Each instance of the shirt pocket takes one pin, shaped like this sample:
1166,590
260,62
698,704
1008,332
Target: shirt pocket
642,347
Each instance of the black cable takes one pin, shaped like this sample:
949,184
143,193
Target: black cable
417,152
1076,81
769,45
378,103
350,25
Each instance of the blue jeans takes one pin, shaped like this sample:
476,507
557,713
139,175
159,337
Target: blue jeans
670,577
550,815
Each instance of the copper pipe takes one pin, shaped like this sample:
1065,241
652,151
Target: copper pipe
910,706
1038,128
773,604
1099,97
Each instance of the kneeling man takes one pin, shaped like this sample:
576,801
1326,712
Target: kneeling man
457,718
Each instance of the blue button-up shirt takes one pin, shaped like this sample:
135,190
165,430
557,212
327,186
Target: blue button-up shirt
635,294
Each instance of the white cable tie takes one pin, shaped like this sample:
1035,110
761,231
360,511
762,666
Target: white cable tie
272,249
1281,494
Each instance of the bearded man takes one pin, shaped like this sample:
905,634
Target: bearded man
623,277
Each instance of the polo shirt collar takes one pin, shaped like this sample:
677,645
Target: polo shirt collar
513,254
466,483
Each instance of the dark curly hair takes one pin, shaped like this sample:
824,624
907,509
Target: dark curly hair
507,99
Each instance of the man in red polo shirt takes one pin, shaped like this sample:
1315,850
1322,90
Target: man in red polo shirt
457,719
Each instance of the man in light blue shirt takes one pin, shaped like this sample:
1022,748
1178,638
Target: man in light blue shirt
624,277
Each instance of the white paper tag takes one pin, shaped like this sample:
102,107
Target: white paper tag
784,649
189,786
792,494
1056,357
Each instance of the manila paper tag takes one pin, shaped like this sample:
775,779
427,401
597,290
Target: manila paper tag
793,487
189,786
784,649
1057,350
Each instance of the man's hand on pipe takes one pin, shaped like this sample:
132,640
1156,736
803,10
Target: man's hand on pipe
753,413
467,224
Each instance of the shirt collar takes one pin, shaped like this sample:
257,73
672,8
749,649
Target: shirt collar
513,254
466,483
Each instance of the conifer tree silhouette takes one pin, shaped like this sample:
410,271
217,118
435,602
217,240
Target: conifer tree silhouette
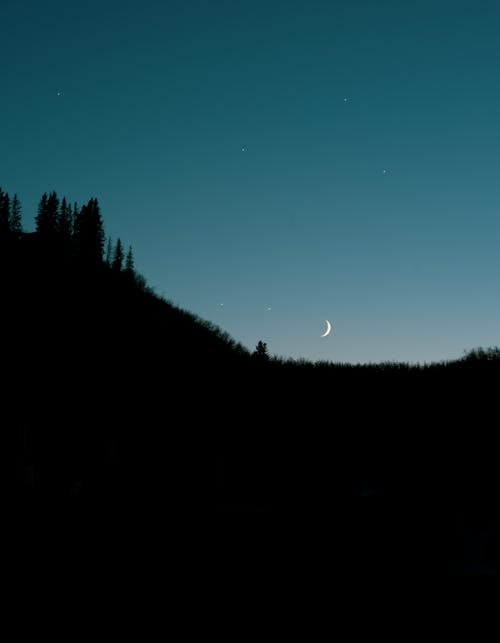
90,233
109,253
129,262
16,226
4,214
65,221
261,353
118,257
47,216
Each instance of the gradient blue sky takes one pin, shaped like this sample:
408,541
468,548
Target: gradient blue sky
217,138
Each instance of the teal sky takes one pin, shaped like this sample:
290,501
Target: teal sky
217,137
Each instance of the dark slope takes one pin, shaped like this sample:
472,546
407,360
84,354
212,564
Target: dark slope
112,394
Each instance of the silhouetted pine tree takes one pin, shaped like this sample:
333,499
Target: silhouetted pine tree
129,262
65,221
16,226
90,232
4,214
47,216
109,253
261,353
118,257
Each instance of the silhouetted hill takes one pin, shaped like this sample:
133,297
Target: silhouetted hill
115,395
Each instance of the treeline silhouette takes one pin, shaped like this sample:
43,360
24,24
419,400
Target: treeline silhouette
114,394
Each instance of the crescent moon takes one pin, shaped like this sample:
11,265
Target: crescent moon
328,328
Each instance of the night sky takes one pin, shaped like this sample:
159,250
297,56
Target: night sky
275,163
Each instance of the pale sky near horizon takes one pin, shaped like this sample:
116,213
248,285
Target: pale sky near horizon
276,163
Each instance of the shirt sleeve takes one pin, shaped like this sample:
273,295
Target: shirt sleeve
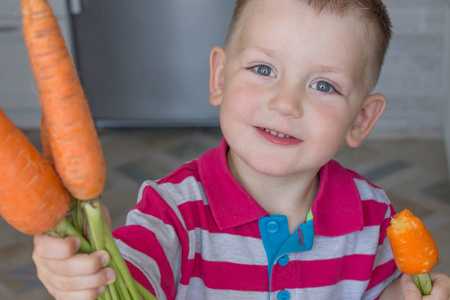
151,241
384,269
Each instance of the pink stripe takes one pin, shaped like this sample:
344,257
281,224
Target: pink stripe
= = = = = = =
▸ Task instructions
Render the stretch from the line containing "Each instance of the night" through the end of the material as a numbered list, skipping blank lines and leaving the pictures out.

▸ Final result
1. Each instance of the night sky takes one pin, shaped like this sample:
2. 159,250
3. 297,56
4. Target: night sky
5. 275,163
6. Each instance of the pale sky near horizon takes one pin, shaped like this sample:
7. 116,213
8. 248,285
9. Target: pale sky near horizon
10. 276,163
11. Each instance of the shirt sleeve takes one pin, shaped like this sample:
12. 273,295
13. Target: shirt sleeve
14. 151,241
15. 384,269
16. Each instance of the pink stripe takes one pin, shaped like this sample:
17. 344,257
18. 281,224
19. Target: pink stripe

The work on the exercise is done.